WRITTEN PROBLEM 1 –
Answer these questions about the convex set text:
(a) What date does it show?
(b) Between which values must θ lie?
(c) What is the point θx+(1−θ)y called?

╭─ SELECTED TEXT

Convex Set

Apr. 11, 2025

The convex set is¹:

A set $C$ is convex if, for any $x,y\in C$ and $\theta\in\mathbb{R}$ with $0\le\theta\le1$,

\[\theta x+(1-\theta)y\in C.\label{eq1}\]

Intuitively, this means that if we take any two elements in $C$, and draw a line segment between these two elements, then every point on that line segment also belongs to $C$. Figure 1 shows an example of one convex and one non-convex set. The point $\theta x+(1-\theta)y$ is called a convex combination of the points $x$ and $y$.

╰─
╭─ DATA FOR THIS TASK

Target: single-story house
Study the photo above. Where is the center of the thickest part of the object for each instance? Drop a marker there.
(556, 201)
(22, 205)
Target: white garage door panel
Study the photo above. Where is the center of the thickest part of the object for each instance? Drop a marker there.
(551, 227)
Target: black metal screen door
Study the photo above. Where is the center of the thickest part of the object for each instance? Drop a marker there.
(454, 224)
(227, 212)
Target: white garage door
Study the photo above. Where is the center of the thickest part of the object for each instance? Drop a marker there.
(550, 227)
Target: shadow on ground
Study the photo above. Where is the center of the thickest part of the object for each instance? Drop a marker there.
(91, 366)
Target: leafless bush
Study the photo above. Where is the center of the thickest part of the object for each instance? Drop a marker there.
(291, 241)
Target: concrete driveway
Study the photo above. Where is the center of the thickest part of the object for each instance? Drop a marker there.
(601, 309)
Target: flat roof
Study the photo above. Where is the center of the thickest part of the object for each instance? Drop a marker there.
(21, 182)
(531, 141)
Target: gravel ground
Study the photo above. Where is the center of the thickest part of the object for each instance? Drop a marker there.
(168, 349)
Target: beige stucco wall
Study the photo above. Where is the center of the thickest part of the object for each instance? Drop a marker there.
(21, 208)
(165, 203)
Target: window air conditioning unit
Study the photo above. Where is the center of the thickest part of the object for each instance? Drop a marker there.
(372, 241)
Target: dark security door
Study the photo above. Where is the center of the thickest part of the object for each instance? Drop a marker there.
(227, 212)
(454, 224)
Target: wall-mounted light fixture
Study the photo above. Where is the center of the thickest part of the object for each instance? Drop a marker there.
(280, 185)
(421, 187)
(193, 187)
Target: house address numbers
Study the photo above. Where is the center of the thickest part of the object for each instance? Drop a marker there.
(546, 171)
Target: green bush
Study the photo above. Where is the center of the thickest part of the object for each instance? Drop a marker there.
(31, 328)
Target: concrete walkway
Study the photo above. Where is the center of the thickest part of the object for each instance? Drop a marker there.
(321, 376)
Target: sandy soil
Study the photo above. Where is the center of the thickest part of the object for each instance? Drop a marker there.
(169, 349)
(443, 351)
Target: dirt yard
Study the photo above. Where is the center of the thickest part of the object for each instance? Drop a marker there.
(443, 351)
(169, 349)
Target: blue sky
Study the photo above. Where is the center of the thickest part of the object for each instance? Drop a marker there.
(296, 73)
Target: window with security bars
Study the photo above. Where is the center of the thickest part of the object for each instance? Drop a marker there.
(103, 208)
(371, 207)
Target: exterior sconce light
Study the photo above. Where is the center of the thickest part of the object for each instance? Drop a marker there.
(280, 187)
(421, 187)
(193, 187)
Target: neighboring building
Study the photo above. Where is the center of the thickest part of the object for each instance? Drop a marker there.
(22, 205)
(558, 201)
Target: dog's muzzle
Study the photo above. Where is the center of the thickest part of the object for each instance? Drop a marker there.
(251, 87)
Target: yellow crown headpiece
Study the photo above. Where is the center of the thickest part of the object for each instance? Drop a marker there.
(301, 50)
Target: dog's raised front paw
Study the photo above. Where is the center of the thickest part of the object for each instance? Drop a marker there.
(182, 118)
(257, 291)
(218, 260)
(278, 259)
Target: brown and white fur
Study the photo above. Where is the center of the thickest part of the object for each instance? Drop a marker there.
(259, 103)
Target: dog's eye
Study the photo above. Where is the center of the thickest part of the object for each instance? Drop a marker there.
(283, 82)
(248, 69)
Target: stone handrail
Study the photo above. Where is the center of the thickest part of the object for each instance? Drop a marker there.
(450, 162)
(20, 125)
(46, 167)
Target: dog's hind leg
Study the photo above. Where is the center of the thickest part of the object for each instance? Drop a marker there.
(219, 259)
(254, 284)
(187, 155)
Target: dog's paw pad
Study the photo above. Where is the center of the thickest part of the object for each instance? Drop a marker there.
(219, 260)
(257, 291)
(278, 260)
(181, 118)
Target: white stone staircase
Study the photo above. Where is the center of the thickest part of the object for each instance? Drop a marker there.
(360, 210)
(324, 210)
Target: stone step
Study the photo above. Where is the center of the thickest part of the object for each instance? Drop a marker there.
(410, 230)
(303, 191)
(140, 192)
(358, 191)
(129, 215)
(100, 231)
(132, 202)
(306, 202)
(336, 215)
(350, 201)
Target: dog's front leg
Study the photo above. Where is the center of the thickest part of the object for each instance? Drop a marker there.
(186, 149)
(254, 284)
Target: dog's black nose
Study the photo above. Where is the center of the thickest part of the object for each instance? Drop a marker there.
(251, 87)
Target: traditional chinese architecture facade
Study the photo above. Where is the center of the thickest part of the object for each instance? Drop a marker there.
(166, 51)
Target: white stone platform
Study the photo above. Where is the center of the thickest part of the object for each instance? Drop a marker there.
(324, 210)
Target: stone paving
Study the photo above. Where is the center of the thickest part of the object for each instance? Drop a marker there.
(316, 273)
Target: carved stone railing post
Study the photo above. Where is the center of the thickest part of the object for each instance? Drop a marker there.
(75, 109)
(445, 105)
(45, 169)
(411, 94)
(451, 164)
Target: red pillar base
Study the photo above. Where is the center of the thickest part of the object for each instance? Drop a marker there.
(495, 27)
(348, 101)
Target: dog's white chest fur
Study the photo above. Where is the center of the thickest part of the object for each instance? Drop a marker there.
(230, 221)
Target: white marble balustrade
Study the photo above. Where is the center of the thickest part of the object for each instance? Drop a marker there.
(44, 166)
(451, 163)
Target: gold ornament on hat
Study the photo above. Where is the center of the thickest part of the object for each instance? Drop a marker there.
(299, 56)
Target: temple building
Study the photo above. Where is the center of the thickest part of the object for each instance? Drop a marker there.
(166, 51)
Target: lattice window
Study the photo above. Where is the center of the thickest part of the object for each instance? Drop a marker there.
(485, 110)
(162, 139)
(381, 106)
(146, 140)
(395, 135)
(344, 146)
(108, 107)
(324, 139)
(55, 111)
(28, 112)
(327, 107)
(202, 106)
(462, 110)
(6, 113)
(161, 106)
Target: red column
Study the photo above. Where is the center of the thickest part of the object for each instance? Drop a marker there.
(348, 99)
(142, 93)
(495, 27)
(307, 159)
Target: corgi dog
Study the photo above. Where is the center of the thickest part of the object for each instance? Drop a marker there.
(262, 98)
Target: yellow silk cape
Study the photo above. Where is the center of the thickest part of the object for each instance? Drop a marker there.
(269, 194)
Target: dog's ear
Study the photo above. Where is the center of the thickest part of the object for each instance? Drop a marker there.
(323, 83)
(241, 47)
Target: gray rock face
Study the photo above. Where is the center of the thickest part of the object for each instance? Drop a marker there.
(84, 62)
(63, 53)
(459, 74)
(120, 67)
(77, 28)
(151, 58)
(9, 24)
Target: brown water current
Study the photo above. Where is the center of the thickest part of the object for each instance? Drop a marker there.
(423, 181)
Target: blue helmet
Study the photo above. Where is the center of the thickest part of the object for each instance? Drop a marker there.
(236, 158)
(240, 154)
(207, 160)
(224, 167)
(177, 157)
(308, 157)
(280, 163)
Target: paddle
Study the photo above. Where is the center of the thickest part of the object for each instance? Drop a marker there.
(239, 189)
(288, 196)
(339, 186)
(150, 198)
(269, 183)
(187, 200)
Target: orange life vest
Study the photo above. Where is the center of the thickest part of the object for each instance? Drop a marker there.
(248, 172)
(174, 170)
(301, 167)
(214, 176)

╰─

WRITTEN PROBLEM 2 – Rename "Drop a marker" to "Place a pin" in the rows starting with the line with "Target: dog's ear" and going on through the end of the rows, and write those lines out again with everything else unchanged.

FULL OUTPUT 1 –
(a) Apr. 11, 2025
(b) 0 and 1, inclusive (0 ≤ θ ≤ 1)
(c) A convex combination of the points x and y

FULL OUTPUT 2 –
Target: dog's ear
Study the photo above. Where is the center of the thickest part of the object for each instance? Place a pin there.
(323, 83)
(241, 47)
Target: gray rock face
Study the photo above. Where is the center of the thickest part of the object for each instance? Place a pin there.
(84, 62)
(63, 53)
(459, 74)
(120, 67)
(77, 28)
(151, 58)
(9, 24)
Target: brown water current
Study the photo above. Where is the center of the thickest part of the object for each instance? Place a pin there.
(423, 181)
Target: blue helmet
Study the photo above. Where is the center of the thickest part of the object for each instance? Place a pin there.
(236, 158)
(240, 154)
(207, 160)
(224, 167)
(177, 157)
(308, 157)
(280, 163)
Target: paddle
Study the photo above. Where is the center of the thickest part of the object for each instance? Place a pin there.
(239, 189)
(288, 196)
(339, 186)
(150, 198)
(269, 183)
(187, 200)
Target: orange life vest
Study the photo above. Where is the center of the thickest part of the object for each instance? Place a pin there.
(248, 172)
(174, 170)
(301, 167)
(214, 176)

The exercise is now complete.